## WORK ORDER
The answer must be every line of the records below that contains the word "long", copied out.

## MATERIAL TO PROCESS
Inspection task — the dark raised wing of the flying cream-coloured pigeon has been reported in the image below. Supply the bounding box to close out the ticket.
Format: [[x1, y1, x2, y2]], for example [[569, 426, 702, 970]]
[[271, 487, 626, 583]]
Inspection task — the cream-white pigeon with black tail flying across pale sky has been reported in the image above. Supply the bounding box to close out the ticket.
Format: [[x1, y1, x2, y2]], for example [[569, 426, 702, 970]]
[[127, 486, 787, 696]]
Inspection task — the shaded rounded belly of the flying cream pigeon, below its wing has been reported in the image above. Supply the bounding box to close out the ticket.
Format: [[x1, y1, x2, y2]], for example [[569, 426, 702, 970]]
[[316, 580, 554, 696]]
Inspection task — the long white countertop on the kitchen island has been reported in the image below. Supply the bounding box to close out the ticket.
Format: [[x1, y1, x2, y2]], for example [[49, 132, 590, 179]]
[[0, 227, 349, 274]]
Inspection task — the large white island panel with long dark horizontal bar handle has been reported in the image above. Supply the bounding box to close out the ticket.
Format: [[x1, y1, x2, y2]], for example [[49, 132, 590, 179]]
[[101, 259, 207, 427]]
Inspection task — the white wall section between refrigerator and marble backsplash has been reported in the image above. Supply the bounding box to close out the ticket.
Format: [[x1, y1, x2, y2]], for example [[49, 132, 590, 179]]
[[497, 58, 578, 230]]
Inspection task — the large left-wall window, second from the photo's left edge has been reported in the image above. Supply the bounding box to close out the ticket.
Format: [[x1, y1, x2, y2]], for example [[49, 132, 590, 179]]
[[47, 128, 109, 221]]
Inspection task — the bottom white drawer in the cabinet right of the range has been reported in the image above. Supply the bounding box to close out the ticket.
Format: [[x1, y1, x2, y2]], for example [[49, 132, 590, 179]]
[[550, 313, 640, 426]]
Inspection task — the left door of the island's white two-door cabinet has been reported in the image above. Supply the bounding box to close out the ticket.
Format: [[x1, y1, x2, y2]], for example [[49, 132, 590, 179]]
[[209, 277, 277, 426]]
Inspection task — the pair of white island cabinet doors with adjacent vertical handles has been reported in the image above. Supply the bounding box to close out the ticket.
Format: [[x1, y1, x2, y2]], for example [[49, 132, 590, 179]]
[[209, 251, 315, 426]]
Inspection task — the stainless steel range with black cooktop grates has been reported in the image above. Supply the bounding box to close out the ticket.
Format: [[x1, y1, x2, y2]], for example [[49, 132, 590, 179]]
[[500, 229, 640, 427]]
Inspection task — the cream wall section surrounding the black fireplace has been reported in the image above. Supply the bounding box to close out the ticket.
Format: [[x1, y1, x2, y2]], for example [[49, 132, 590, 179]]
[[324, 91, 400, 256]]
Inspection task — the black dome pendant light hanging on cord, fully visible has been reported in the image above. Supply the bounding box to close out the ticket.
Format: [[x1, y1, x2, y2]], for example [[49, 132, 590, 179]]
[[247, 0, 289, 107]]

## RESPONSE AREA
Inspection task — the long white countertop on the kitchen island has been reported in the image below. Supply the bounding box to close out the ticket.
Inspection task — the large white island panel with long dark horizontal bar handle has been reported in the image above. Supply the bounding box to close out the ticket.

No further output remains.